## REQUEST
Quote each of the lines below word for word.

----

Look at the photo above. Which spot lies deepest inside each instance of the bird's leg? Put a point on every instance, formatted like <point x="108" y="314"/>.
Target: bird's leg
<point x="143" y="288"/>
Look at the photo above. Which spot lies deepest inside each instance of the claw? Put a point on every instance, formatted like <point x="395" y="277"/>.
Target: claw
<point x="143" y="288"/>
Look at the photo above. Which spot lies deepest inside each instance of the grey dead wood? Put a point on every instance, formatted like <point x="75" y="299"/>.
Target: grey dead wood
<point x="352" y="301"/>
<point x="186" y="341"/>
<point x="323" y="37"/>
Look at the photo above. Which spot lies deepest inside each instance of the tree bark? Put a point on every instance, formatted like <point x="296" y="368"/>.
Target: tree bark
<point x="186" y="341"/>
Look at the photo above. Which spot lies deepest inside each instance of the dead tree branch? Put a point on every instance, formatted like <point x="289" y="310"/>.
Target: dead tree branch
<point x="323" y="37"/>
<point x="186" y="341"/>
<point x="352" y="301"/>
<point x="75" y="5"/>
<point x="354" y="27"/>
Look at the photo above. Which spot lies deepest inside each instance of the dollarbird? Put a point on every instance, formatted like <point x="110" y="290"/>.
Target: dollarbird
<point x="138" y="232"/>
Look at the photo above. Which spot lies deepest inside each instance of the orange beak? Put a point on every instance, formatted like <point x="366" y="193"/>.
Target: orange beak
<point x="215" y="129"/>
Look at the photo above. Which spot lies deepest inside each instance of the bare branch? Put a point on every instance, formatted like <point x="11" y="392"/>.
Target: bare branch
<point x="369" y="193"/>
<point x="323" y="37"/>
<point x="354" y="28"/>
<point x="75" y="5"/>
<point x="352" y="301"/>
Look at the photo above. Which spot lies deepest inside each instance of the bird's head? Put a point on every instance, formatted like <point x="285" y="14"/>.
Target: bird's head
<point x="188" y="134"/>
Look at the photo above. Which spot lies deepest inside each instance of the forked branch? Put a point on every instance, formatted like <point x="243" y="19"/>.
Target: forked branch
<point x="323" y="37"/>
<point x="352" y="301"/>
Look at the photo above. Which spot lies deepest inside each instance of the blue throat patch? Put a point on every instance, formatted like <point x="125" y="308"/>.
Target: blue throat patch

----

## WRITTEN RESPONSE
Look at the photo above. Which spot lies deepest inside each instance of the bird's leg? Put a point on every instance, formatted like <point x="108" y="314"/>.
Target: bird's leg
<point x="143" y="288"/>
Look at the photo above. Which spot lies deepest inside each instance of the claw? Put a point on every instance, formatted like <point x="395" y="277"/>.
Target: claw
<point x="143" y="288"/>
Look at the photo above. Which spot lies deepest inside each instance of the grey dead wood? Put a point on every instance, formatted like <point x="75" y="299"/>.
Target: grey dead wood
<point x="352" y="301"/>
<point x="186" y="341"/>
<point x="323" y="37"/>
Look at the photo above. Which spot lies deepest inside each instance of the tree bark? Put a point on every instance, formatted like <point x="296" y="368"/>.
Target: tree bark
<point x="186" y="341"/>
Look at the photo above. Which spot lies deepest inside each instance of the dead tree branch? Put a point on every instance, formatted like <point x="289" y="310"/>.
Target: dead tree branch
<point x="323" y="37"/>
<point x="186" y="341"/>
<point x="352" y="301"/>
<point x="75" y="5"/>
<point x="354" y="27"/>
Look at the photo above. Which spot lies deepest inside each instance of the dollarbird? Put a point on every instance, formatted like <point x="110" y="290"/>.
Target: dollarbird
<point x="138" y="232"/>
Look at the photo above. Which spot lies deepest inside each instance of the orange beak? Put a point on every instance, formatted like <point x="366" y="193"/>.
Target: orange beak
<point x="215" y="129"/>
Look at the photo above. Which spot lies deepest inside each instance of the bare branch? Put a point on every instance, formatted like <point x="11" y="392"/>.
Target: bare branch
<point x="369" y="193"/>
<point x="323" y="37"/>
<point x="354" y="28"/>
<point x="75" y="5"/>
<point x="352" y="301"/>
Look at the photo above. Which spot lies deepest inside each instance of the bird's head? Put a point on every instance, formatted like <point x="285" y="14"/>.
Target: bird's head
<point x="188" y="134"/>
Look at the photo above. Which spot lies deepest inside each instance of the forked branch? Put a point on every instance, formatted like <point x="243" y="19"/>.
Target: forked branch
<point x="323" y="37"/>
<point x="352" y="301"/>
Look at the photo above. Which spot lies deepest inside each instance of the blue throat patch? Put a point on every instance, formatted like <point x="125" y="308"/>.
Target: blue throat patch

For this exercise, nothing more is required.